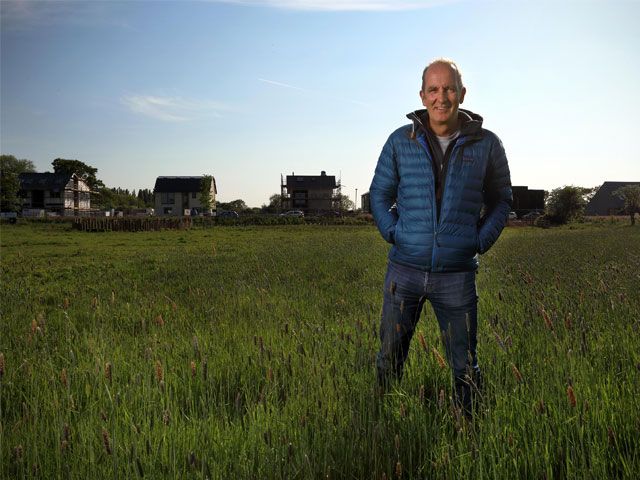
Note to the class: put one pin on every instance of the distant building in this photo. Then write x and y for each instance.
(180, 196)
(604, 202)
(365, 202)
(525, 200)
(310, 193)
(58, 193)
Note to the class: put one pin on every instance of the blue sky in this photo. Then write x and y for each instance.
(249, 90)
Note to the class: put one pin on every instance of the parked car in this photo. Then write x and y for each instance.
(532, 215)
(293, 213)
(228, 214)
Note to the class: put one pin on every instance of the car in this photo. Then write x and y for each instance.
(293, 213)
(532, 215)
(228, 214)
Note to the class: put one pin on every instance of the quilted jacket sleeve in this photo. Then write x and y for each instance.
(383, 192)
(497, 197)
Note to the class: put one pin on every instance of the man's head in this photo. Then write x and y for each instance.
(442, 92)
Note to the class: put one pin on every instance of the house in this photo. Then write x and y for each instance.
(181, 195)
(310, 193)
(604, 202)
(58, 193)
(525, 200)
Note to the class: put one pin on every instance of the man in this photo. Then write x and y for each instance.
(440, 195)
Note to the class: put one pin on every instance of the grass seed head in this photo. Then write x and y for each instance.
(571, 396)
(516, 373)
(423, 342)
(159, 371)
(398, 470)
(106, 441)
(439, 358)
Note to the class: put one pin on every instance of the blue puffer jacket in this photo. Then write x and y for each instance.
(477, 176)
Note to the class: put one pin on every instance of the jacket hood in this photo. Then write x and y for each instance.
(471, 123)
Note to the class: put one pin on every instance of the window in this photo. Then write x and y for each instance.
(167, 197)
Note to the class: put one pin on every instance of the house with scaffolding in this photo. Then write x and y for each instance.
(313, 194)
(54, 193)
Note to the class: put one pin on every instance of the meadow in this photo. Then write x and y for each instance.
(248, 352)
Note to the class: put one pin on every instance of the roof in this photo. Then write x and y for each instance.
(179, 184)
(44, 181)
(311, 181)
(604, 202)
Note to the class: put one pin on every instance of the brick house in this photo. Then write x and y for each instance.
(180, 196)
(59, 193)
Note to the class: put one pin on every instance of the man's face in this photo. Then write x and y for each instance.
(440, 95)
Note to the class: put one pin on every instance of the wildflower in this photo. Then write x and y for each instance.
(571, 396)
(106, 441)
(516, 372)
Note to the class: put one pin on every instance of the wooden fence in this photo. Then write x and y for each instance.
(130, 224)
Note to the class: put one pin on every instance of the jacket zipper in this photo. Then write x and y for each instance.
(434, 207)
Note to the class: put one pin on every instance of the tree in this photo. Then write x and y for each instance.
(275, 204)
(62, 165)
(205, 192)
(10, 170)
(630, 195)
(342, 202)
(566, 204)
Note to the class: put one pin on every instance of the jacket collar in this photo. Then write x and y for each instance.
(470, 123)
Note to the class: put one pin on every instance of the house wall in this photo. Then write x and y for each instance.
(181, 201)
(65, 202)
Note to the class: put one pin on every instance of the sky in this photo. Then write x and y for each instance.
(251, 90)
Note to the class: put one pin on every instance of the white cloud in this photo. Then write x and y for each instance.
(342, 5)
(172, 109)
(314, 93)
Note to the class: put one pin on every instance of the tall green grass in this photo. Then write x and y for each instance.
(248, 352)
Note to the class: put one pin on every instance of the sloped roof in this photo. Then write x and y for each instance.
(44, 181)
(604, 202)
(180, 184)
(311, 181)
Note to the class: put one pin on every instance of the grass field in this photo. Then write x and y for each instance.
(245, 353)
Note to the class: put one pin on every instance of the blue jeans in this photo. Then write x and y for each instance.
(455, 303)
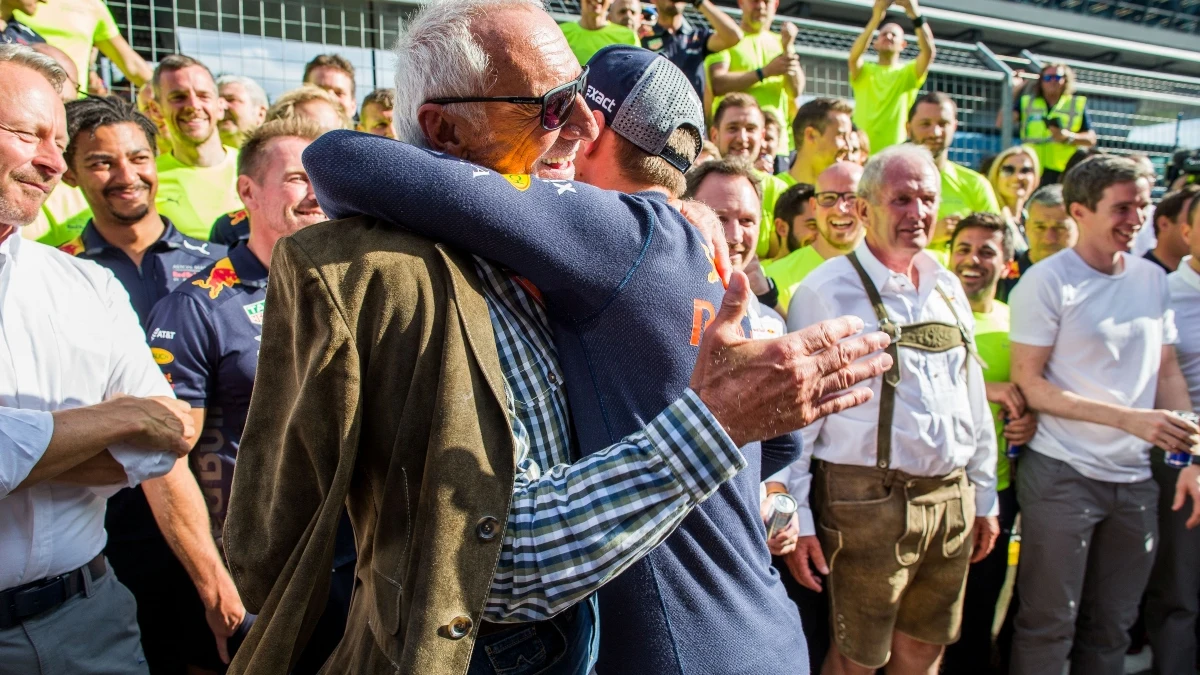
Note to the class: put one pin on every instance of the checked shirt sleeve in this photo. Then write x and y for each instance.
(576, 526)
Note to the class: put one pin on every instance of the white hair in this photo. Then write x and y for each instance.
(871, 184)
(438, 57)
(252, 88)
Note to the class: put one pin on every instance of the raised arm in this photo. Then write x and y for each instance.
(858, 49)
(924, 39)
(726, 31)
(564, 236)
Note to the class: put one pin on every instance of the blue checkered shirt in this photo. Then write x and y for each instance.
(575, 525)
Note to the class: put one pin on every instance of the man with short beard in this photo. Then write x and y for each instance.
(205, 335)
(737, 130)
(933, 121)
(245, 108)
(981, 252)
(111, 157)
(822, 130)
(197, 179)
(1093, 352)
(839, 231)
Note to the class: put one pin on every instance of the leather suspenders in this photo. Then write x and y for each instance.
(928, 336)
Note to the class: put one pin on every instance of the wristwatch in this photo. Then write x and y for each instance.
(771, 298)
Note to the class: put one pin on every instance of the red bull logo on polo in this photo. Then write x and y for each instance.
(222, 276)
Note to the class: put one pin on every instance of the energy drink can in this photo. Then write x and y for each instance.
(1179, 460)
(783, 508)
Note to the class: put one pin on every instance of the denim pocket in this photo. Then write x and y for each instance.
(520, 653)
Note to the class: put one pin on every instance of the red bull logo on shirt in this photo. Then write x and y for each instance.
(222, 276)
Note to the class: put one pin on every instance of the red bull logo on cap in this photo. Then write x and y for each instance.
(222, 276)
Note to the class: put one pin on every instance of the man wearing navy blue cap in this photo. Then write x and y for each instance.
(601, 263)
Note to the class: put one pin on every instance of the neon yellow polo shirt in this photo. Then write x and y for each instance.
(991, 340)
(585, 43)
(882, 99)
(964, 192)
(772, 187)
(75, 27)
(790, 270)
(755, 52)
(195, 197)
(63, 216)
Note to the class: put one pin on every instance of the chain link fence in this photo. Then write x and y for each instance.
(271, 41)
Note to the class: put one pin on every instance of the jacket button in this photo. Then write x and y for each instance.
(487, 529)
(460, 627)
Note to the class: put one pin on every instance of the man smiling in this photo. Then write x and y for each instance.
(197, 179)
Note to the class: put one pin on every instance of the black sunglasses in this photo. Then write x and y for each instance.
(1011, 171)
(556, 105)
(827, 199)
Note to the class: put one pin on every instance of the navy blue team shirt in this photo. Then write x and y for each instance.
(629, 285)
(167, 263)
(205, 338)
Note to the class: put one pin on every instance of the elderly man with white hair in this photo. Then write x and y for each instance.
(245, 108)
(904, 488)
(426, 392)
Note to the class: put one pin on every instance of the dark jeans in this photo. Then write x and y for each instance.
(973, 653)
(563, 645)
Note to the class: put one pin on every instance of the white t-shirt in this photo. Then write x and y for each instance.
(1108, 334)
(1185, 286)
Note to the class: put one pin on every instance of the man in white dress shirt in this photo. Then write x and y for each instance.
(1173, 597)
(72, 360)
(1093, 352)
(904, 488)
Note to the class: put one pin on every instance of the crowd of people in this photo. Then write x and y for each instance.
(588, 347)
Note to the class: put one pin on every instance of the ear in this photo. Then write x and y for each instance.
(439, 129)
(246, 191)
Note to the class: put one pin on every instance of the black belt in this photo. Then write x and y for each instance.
(29, 599)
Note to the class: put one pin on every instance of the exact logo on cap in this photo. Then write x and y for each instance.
(599, 97)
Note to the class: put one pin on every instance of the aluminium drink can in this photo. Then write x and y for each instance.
(1180, 460)
(783, 508)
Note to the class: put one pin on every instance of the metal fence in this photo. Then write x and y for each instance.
(271, 40)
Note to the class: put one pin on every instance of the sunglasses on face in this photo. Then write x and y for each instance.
(829, 199)
(556, 105)
(1011, 171)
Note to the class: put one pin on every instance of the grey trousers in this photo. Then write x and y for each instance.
(1087, 548)
(95, 633)
(1171, 597)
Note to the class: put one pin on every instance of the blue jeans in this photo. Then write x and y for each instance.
(564, 645)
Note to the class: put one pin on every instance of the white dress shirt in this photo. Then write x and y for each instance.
(69, 338)
(1185, 287)
(1107, 334)
(942, 420)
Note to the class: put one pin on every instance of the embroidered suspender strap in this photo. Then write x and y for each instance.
(892, 377)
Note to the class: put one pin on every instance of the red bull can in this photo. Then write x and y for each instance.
(783, 508)
(1179, 460)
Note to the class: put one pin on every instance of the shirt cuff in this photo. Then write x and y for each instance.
(808, 527)
(142, 465)
(987, 503)
(27, 435)
(695, 446)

§ Your goal: Repeat exactly the lines from the line containing "of the metal" through the last line of the records above, including both, and nothing else.

§ Final answer:
Note to the class: put one pin on every instance of the metal fence in this photo. Then write x and y for each instance.
(271, 40)
Note to the class: put one pin on every instance of the sunglasses on face in this photo. Then write x and y for each instance.
(829, 199)
(556, 105)
(1011, 171)
Note to the class: put one pin on every instance of the grey trousers in this photo. Then write x and y for each instance.
(1087, 548)
(95, 633)
(1171, 597)
Note to the class: put one pin on every instance of the blue jeans in this photo. Then write x and y for each instance.
(564, 645)
Note to the class: put one pin on every instance of the white dress shirt in this photo. Then write x and y for each instance.
(69, 338)
(1185, 287)
(1107, 334)
(942, 420)
Note to the class: put one pin on every instance of the embroidered suspender strap in this photo. Then write x and y for each instance.
(892, 377)
Note to the class: put one pin on every instance of the red bull can in this photo. Then write x and y for each instance.
(783, 508)
(1179, 460)
Note to the class: put one pin on every instance of the shirt cuff in this photo. Then write x and y for each instance.
(808, 527)
(142, 465)
(987, 503)
(27, 435)
(695, 446)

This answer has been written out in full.